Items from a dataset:
--------------------
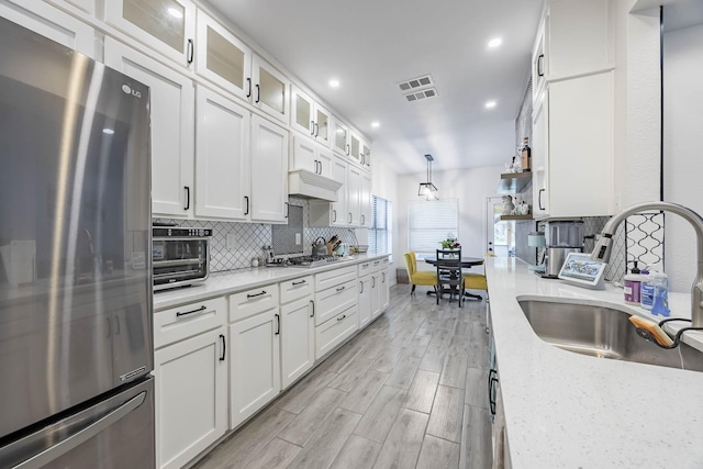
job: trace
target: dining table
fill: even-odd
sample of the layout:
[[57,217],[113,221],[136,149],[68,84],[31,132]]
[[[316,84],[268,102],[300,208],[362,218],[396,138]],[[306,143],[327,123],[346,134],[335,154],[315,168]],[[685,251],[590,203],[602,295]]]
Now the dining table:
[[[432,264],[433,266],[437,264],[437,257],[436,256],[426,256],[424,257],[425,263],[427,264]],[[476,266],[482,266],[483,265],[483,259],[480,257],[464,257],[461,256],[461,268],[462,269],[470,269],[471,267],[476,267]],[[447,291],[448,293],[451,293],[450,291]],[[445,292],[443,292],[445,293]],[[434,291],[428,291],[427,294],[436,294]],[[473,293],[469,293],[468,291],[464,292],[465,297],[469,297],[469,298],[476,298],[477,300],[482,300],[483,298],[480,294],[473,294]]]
--------------------
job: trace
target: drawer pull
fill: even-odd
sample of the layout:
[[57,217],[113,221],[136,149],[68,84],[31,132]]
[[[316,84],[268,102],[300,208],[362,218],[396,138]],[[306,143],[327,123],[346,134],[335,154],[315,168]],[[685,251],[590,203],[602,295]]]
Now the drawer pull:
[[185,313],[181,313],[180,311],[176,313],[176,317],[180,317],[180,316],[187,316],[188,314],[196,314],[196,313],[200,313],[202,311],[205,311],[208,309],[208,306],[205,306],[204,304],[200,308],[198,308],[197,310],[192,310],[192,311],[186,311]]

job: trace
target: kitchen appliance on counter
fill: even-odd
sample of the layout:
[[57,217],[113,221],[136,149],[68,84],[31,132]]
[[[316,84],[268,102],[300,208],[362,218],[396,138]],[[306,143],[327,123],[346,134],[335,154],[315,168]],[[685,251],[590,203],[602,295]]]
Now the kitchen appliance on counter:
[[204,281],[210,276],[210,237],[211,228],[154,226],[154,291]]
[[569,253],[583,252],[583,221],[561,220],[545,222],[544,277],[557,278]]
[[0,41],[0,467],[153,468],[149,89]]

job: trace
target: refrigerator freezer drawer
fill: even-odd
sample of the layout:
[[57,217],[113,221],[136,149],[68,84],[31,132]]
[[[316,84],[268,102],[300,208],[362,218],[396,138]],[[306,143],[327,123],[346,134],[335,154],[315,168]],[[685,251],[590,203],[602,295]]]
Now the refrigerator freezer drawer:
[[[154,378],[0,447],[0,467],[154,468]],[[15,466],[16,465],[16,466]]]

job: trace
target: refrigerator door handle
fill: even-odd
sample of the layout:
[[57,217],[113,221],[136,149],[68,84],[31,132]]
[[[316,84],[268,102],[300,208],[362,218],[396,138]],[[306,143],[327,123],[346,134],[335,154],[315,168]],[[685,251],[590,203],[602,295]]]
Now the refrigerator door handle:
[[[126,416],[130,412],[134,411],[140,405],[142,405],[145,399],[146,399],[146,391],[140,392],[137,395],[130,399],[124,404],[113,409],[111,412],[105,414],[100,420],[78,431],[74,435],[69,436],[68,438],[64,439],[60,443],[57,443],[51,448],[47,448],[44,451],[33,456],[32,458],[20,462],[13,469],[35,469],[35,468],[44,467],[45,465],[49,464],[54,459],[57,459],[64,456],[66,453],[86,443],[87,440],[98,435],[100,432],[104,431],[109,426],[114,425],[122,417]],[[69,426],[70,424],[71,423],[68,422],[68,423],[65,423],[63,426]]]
--------------------
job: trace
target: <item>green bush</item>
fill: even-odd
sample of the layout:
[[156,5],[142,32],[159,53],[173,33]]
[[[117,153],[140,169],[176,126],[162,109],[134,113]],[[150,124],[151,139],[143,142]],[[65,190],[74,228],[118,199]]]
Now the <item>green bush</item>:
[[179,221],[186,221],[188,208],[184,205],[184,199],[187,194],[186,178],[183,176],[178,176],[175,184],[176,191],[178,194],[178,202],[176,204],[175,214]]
--------------------
### Written exercise
Return each line of the rows above that contains the string "dining". Case matters.

### Task response
target: dining table
Now the dining table:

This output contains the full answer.